> **Objective**: Identify each row below that contains the word "plaque", and copy every such row in full.

> **Dataset records**:
= = = =
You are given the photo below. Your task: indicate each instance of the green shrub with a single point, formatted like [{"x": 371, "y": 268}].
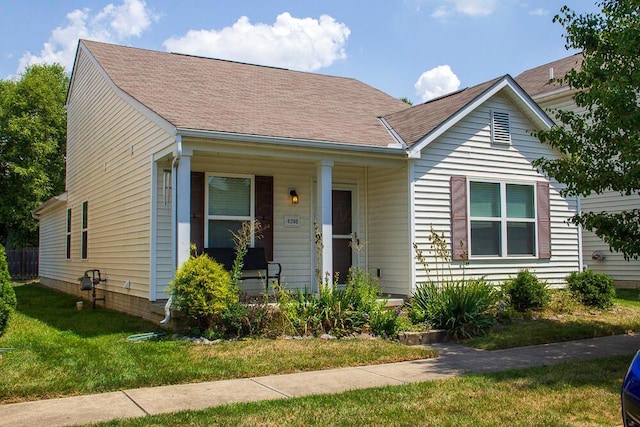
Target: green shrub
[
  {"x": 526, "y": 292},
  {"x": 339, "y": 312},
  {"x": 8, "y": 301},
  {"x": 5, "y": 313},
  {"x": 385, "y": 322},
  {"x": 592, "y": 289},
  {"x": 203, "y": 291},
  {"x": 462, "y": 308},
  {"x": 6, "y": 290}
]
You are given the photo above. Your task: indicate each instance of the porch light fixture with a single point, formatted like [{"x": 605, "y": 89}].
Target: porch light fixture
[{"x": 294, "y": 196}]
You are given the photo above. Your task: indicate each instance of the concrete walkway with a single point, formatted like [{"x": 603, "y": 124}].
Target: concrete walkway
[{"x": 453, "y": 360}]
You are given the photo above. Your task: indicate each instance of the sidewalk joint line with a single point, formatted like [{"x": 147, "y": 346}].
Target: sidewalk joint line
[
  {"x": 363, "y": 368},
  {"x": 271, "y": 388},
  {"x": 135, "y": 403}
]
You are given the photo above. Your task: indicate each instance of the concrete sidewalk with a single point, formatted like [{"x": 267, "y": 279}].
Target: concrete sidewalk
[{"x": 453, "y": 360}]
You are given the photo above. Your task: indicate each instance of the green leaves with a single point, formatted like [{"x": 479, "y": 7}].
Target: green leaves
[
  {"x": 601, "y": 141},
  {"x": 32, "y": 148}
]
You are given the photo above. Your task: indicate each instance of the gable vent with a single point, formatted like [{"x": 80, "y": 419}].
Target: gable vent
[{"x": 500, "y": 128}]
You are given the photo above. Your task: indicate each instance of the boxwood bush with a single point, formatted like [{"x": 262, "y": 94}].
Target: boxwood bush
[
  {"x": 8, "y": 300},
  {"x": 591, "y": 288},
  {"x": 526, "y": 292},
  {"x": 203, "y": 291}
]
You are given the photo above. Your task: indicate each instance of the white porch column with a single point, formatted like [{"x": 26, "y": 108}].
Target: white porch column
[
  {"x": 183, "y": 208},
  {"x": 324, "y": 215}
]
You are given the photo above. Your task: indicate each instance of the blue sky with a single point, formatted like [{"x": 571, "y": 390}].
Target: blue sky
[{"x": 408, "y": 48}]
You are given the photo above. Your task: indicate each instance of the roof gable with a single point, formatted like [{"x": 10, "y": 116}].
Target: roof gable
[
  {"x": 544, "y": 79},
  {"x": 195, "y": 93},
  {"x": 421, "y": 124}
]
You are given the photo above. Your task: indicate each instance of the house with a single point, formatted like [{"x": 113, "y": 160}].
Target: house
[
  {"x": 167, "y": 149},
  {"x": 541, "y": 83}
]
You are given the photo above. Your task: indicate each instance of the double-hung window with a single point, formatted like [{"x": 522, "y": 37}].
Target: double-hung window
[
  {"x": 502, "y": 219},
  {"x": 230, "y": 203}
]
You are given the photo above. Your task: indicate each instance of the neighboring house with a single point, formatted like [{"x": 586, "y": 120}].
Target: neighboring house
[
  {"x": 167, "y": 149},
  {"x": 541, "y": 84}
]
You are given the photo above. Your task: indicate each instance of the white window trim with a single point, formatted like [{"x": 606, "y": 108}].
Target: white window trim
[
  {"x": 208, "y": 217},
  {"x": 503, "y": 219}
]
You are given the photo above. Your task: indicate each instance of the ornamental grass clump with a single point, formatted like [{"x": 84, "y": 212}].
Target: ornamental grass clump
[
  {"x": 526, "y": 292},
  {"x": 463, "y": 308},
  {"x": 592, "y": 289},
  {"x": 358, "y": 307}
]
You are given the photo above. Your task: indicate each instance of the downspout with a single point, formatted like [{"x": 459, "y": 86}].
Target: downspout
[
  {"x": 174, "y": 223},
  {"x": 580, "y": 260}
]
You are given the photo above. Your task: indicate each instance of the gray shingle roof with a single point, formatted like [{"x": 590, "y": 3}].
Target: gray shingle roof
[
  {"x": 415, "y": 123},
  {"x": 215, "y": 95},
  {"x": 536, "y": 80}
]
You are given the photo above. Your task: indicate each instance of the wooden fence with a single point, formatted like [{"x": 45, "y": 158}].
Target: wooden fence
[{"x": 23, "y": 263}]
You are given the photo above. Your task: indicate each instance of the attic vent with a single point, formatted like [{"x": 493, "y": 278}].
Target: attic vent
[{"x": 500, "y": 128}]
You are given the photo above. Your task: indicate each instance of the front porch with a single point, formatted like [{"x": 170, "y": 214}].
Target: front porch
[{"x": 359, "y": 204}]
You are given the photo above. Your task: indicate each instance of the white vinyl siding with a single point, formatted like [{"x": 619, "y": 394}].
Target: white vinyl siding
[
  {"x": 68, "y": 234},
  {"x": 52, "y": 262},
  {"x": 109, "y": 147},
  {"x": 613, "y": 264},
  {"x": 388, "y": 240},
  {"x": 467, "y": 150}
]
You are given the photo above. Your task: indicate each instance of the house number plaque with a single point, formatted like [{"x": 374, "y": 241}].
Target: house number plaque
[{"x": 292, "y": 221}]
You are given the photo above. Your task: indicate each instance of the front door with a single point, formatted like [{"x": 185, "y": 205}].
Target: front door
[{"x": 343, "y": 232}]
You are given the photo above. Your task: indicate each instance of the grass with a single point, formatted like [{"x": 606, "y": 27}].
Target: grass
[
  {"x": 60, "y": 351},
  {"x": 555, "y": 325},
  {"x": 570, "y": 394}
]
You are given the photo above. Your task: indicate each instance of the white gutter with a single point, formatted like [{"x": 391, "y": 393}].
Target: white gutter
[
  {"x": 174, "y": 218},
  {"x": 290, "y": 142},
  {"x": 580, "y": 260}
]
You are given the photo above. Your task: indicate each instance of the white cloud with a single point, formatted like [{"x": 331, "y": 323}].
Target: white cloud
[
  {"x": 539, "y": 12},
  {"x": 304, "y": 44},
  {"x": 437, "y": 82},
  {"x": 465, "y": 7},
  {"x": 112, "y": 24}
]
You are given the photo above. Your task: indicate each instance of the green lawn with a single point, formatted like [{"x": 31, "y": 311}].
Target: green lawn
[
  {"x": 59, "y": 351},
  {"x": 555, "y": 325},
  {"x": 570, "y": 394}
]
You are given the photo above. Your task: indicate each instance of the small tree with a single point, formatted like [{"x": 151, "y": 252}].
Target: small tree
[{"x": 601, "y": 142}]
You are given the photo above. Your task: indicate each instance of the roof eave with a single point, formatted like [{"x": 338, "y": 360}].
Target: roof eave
= = = =
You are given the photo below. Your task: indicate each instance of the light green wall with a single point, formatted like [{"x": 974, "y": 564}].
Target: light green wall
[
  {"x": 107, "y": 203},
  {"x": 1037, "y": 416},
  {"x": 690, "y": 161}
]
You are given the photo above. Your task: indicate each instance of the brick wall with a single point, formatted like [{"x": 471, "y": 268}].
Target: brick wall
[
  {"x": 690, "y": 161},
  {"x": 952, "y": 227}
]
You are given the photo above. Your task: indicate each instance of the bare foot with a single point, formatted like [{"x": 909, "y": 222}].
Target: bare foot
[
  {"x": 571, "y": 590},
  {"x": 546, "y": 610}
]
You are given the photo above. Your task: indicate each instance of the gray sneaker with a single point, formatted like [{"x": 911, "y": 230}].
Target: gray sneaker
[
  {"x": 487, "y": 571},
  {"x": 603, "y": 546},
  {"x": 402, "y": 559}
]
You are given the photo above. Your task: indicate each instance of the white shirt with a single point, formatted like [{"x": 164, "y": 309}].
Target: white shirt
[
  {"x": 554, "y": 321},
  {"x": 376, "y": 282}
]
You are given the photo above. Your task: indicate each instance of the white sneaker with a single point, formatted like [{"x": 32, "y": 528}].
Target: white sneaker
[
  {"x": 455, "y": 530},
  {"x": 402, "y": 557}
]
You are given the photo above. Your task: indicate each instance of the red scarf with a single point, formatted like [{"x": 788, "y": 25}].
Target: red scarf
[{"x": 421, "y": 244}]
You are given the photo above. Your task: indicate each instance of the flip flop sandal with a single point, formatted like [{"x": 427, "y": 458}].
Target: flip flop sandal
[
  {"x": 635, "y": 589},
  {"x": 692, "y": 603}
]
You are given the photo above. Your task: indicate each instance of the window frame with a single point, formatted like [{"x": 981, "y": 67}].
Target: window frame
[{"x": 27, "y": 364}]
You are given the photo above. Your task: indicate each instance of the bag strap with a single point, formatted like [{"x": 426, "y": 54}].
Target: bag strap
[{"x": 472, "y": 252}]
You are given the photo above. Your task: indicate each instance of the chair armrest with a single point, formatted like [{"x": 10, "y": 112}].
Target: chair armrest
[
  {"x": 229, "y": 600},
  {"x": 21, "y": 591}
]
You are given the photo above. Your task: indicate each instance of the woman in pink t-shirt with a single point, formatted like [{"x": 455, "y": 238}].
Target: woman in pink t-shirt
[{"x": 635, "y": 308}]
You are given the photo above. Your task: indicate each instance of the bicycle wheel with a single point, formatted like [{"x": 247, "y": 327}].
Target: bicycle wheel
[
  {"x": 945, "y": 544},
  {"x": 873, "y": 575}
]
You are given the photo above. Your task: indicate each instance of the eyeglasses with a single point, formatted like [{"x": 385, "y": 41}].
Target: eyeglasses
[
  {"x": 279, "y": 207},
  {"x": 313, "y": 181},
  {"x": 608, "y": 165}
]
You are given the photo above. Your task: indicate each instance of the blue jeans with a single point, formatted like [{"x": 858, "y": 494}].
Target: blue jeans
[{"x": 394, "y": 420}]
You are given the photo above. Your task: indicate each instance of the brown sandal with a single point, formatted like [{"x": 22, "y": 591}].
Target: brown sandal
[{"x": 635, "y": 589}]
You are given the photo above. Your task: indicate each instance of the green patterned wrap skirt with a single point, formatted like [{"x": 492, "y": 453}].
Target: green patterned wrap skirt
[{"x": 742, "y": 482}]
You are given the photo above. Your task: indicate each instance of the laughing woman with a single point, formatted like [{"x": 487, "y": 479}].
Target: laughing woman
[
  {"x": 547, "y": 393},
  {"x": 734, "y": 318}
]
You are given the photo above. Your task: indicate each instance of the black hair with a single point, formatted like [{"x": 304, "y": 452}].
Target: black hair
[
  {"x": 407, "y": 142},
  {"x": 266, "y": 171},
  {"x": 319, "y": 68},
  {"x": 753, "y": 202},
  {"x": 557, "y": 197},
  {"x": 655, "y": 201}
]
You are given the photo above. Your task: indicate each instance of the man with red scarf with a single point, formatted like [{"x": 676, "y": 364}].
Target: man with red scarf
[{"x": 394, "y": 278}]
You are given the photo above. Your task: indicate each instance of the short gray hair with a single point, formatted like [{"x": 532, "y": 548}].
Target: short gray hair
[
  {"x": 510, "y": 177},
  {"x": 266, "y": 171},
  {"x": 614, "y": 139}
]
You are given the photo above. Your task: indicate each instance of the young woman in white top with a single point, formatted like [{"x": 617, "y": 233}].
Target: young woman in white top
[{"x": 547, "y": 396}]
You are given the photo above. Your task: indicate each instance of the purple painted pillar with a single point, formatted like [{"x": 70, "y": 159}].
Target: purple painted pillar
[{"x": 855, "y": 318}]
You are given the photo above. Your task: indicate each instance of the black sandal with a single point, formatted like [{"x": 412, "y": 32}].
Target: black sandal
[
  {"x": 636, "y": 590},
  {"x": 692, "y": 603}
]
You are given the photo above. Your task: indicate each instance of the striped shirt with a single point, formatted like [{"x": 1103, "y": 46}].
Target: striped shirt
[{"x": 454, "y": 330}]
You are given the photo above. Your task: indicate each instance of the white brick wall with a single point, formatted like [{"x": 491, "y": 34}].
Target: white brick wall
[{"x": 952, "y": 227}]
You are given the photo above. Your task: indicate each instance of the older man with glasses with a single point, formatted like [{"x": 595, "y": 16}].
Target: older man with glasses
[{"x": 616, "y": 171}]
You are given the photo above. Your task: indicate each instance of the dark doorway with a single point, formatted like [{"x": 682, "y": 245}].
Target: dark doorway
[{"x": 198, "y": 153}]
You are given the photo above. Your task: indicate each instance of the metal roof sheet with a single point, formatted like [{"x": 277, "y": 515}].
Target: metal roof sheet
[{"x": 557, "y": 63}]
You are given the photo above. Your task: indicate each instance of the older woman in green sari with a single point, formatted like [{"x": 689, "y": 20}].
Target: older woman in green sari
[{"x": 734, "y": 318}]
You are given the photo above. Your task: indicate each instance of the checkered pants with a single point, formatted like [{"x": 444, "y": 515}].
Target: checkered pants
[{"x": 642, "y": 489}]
= = = =
> **Worked solution**:
You are given the photo above. Your task: indicate each instance of the house number plaque with a single point, formatted like [{"x": 374, "y": 241}].
Target: house number plaque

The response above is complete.